_Exercise 1_: Pick out each line in the entries below that contains the word "cuff", and copy those lines.

Analysis. The Krating seed oil feedstock and the resulting biodiesel product were analyzed for their acid values by titration with potassium hydroxide solution based on ASTM D664, water content based on EN ISO 12937, iodine number based on EN14111, and saponification value based on AOCS official method Cd-3b-76. The heating value was analyzed according to ASTM D240, density according to ASTM D4052, kinematic viscosity according to ASTM D445, and flash point according to ASTM D93. Fatty acid methyl ester percentage (%FAME) of biodiesel product was analyzed with a gas chromatography-mass spectrometer (GCMS-QP2610, Shimadzu, Japan) based on EN 14103.

 

 

 

RESULTS

Effect of oil-to-methanol molar ratios 

Figure 2 shows the plot of the FAME yield of the biodiesel versus the oil-to-methanol ratio. An increase in the oil-to-methanol molar ratio from 1:20 to 1:40 increased the FAME yield from 84.1 to 90.4 wt%. The FAME yield percentage dropped slightly with a further increase to 1:60.

 

Figure 2. Correlations between FAME yield percentage and oil-to-methanol molar ratios at 260°C, 16 MPa, and 10 min.


Effect of temperature

The FAME yield trend plotted against temperature was similar over all three oil-to-methanol molar ratios, increasing from 200 to 240°C, then stabilizing or falling off slightly as the temperature was further increased to 350°C (Figure 3).

 

Figure 3. Correlations between FAME yield percentage and temperature at various oil-to-methanol molar ratios, all at 16 MPa and a reaction time of 10 min.


Effect of pressure 

Using a constant temperature of 260°C, the temperature that maximized biodiesel yield, we tested five pressure levels: 8, 12, 14, 16, and 18 MPa. As the reaction pressure increased from 8 to 16 MPa, FAME yield steadily increased; the yield leveled off with a further increase to 18 MPa (Figure 4). This behavior was observed in all three oil-to-methanol molar ratios.

 

Figure 4. Correlations between FAME yield percentage and pressure at various oil-to-methanol molar ratios, all at 260°C and a reaction time of 10 min.

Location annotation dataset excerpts
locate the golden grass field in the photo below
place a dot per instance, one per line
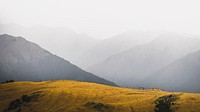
(74, 96)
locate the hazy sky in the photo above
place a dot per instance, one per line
(105, 18)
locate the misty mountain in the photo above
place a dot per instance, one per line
(181, 75)
(24, 60)
(130, 67)
(59, 40)
(114, 45)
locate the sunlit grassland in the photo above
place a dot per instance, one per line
(74, 96)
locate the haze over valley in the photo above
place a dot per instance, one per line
(99, 56)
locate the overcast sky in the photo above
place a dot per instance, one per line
(105, 18)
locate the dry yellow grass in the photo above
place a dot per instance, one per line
(73, 96)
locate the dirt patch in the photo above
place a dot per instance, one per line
(164, 103)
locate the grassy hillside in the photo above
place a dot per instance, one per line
(73, 96)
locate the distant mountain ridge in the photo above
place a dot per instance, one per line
(130, 67)
(115, 45)
(181, 75)
(24, 60)
(60, 40)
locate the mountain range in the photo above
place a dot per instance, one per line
(115, 45)
(130, 67)
(24, 60)
(60, 40)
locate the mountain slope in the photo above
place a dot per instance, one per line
(72, 96)
(182, 75)
(114, 45)
(59, 40)
(23, 60)
(130, 67)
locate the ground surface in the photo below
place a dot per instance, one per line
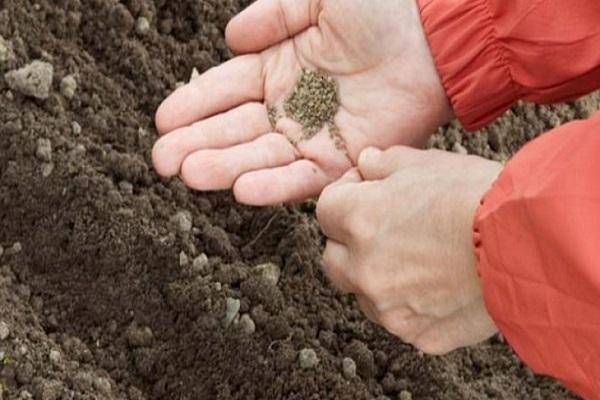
(97, 298)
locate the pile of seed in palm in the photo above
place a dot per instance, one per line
(314, 102)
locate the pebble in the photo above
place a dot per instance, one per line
(247, 324)
(349, 368)
(68, 86)
(405, 395)
(183, 259)
(47, 169)
(6, 51)
(4, 330)
(183, 222)
(34, 80)
(55, 357)
(308, 359)
(43, 150)
(232, 310)
(270, 272)
(200, 263)
(76, 128)
(142, 26)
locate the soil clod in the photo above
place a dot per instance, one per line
(34, 80)
(314, 102)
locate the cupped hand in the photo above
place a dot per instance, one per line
(401, 241)
(216, 131)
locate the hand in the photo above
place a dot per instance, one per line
(217, 133)
(401, 241)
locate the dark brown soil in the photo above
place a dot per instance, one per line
(107, 296)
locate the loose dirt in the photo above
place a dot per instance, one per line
(115, 284)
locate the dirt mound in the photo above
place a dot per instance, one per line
(115, 284)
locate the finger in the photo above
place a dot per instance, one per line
(368, 309)
(336, 265)
(218, 169)
(464, 328)
(335, 205)
(237, 126)
(298, 181)
(268, 22)
(375, 164)
(220, 88)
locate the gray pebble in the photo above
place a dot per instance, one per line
(405, 395)
(4, 330)
(349, 368)
(269, 272)
(43, 150)
(183, 259)
(308, 359)
(76, 128)
(55, 357)
(142, 26)
(247, 324)
(68, 86)
(47, 169)
(6, 52)
(183, 221)
(232, 310)
(33, 80)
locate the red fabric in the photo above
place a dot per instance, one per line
(537, 232)
(537, 237)
(491, 53)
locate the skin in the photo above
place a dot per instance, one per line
(401, 241)
(399, 222)
(215, 130)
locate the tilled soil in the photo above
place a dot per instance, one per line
(115, 284)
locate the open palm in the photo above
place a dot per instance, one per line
(216, 131)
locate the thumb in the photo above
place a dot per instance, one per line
(268, 22)
(375, 164)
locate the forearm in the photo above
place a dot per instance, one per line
(490, 53)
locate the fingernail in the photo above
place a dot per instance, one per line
(367, 154)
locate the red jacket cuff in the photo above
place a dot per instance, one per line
(469, 59)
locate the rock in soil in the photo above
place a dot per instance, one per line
(33, 80)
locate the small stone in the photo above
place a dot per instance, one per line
(405, 395)
(55, 357)
(139, 337)
(349, 368)
(200, 263)
(308, 359)
(270, 272)
(126, 187)
(43, 150)
(75, 128)
(4, 330)
(459, 148)
(33, 80)
(195, 74)
(247, 325)
(6, 51)
(103, 386)
(183, 259)
(142, 26)
(183, 222)
(68, 86)
(232, 310)
(47, 169)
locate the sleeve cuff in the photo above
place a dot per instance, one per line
(469, 59)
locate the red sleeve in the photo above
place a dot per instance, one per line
(490, 53)
(537, 238)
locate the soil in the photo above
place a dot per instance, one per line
(313, 103)
(116, 284)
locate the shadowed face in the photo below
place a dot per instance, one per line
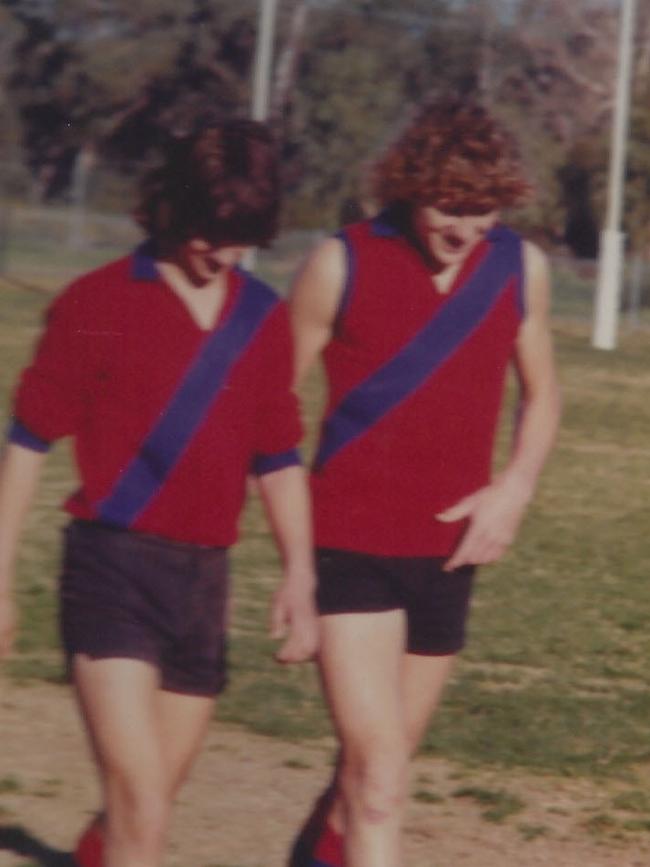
(201, 261)
(449, 238)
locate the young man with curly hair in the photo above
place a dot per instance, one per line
(418, 313)
(172, 371)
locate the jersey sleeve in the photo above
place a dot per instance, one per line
(52, 392)
(279, 429)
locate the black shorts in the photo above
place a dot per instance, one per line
(436, 603)
(134, 596)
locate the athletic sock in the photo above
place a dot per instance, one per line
(328, 851)
(89, 851)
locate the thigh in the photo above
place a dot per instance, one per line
(422, 683)
(360, 660)
(117, 698)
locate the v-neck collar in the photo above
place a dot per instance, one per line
(145, 268)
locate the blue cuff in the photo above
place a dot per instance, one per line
(263, 464)
(19, 435)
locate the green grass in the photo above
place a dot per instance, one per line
(499, 803)
(554, 678)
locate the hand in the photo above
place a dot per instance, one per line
(8, 620)
(294, 619)
(495, 513)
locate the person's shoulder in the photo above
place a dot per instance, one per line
(86, 292)
(258, 289)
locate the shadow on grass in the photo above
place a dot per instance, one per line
(16, 839)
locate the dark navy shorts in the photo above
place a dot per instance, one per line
(436, 603)
(134, 596)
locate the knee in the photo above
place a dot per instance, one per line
(137, 813)
(374, 781)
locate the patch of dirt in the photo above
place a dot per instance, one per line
(248, 794)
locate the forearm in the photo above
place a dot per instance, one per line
(20, 470)
(286, 500)
(535, 433)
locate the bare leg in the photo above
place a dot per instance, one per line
(144, 741)
(361, 656)
(422, 683)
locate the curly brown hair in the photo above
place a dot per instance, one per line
(453, 156)
(219, 183)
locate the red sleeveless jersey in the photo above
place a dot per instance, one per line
(416, 380)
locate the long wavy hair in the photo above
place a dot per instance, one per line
(219, 183)
(453, 156)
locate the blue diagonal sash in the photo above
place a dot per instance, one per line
(419, 359)
(196, 393)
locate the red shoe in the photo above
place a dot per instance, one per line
(89, 851)
(328, 851)
(314, 828)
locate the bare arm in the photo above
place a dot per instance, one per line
(19, 474)
(314, 300)
(293, 613)
(496, 511)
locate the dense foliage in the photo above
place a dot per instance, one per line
(92, 87)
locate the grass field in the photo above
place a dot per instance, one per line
(555, 676)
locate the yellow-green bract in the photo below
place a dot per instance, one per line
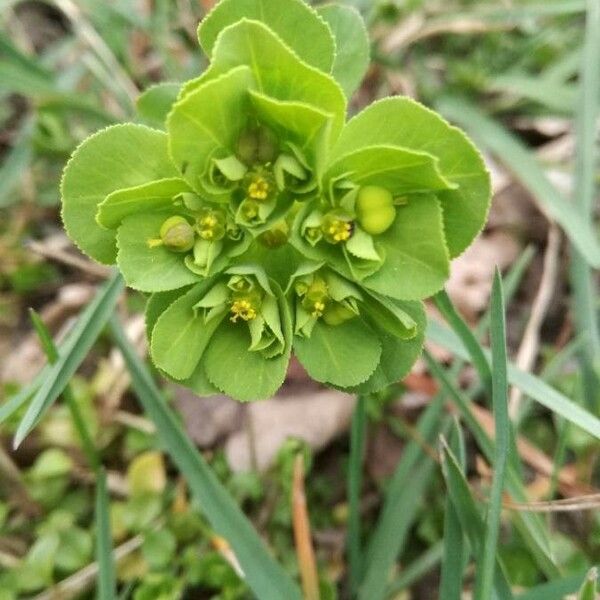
(261, 223)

_Exercise 2_: According to the biodiesel excerpt, what pressure levels were tested at a constant temperature of 260°C?

_Full response 1_:
locate the red jacket cuff in the photo above
locate the sleeve cuff in the photo above
locate the blue cuff in the photo above

_Full response 2_: 8, 12, 14, 16, and 18 MPa.